┌─ Passage to read

Fwd: About _setattr() optimazation and recovery accelerate

Nicheal <zay11022@xxxxxxxxx> · Tue, 10 Mar 2015 11:39:56 +0800



>Yeah, I agree with this. So this is a little dive into XFS internal if
>we want to
>do better this xattrs. If xfs can export this or boundary of xattr
>type(btree, inline or list)
>would be great.
yeah, but need modified version of kernel and self-defined system
call. I do not prefer this way

>So do you have any detail about xfs xattr size client usage and how to
>optimize FileStore xattr decision? In other word, is it make sense
>that FileStore
>can aware of XFS xattr layout online or when initing FileStore and so
>we can decide the right way to store it
>at least.
Based on my analysis result, inline attribute should be the value <
254bytes if we make the inode size maximum(says -i size=2048 when
mkfs).
Before version 0.80.5, the value of ceph._ is less than 250bytes which
is definitely inline, while after version 0.87, the value of ceph._ is
259bytes so that it becomes extent formats. The reason is that
local_mtime and filestore_hobject_key_t is added.  One of the solution
is doing compression for object_info_t encoding value. Or clearing the
unused elements in object_info_t. Any other suggestions?
Anohter thing is that if we take snapshot, then we need to keep the
value of ceph.snapset < 254bytes, which means if there exits too many
fragment, do not record the overlaps.


Regards
Ning Yao


2015-03-09 13:35 GMT+08:00 Haomai Wang <haomaiwang@xxxxxxxxx>:
> On Mon, Mar 9, 2015 at 1:26 PM, Nicheal <zay11022@xxxxxxxxx> wrote:
>> 2015-03-07 16:43 GMT+08:00 Haomai Wang <haomaiwang@xxxxxxxxx>:
>>> On Sat, Mar 7, 2015 at 12:03 AM, Sage Weil <sweil@xxxxxxxxxx> wrote:
>>>> Hi!

└─
┌─ Provided data

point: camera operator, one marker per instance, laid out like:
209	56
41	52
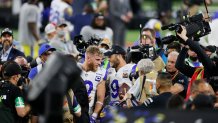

└─

## Tasks to perform
A. Answer these from the XFS xattr message:
(i) What inode size does it give as an example for mkfs?
(ii) How large is the value of ceph._ after version 0.87?
(iii) In what case does it say the value of ceph.snapset must be kept under 254 bytes?
B. From the XFS xattr message, quote the passage from "Based on my" up to and including "Any other suggestions?".
C. Condense the paragraph of the XFS xattr message that begins "Based on my analysis result" into a bulleted list that keeps its main facts.

## Exercise responses
A.
(i) -i size=2048
(ii) 259 bytes
(iii) If a snapshot is taken

B.
Based on my analysis result, inline attribute should be the value <
254bytes if we make the inode size maximum(says -i size=2048 when
mkfs).
Before version 0.80.5, the value of ceph._ is less than 250bytes which
is definitely inline, while after version 0.87, the value of ceph._ is
259bytes so that it becomes extent formats. The reason is that
local_mtime and filestore_hobject_key_t is added.  One of the solution
is doing compression for object_info_t encoding value. Or clearing the
unused elements in object_info_t. Any other suggestions?

C.
- An attribute stays inline only if its value is under 254 bytes, with the inode size at its maximum (e.g., -i size=2048 at mkfs).
- Before version 0.80.5, the value of ceph._ was under 250 bytes, so it was inline.
- After version 0.87, the value of ceph._ is 259 bytes, so it becomes extent format. This is because local_mtime and filestore_hobject_key_t were added.
- Proposed fixes: compress the object_info_t encoding value, or clear unused elements in object_info_t. Other suggestions are invited.
- If a snapshot is taken, the value of ceph.snapset must stay under 254 bytes. If there are too many fragments, the overlaps should not be recorded.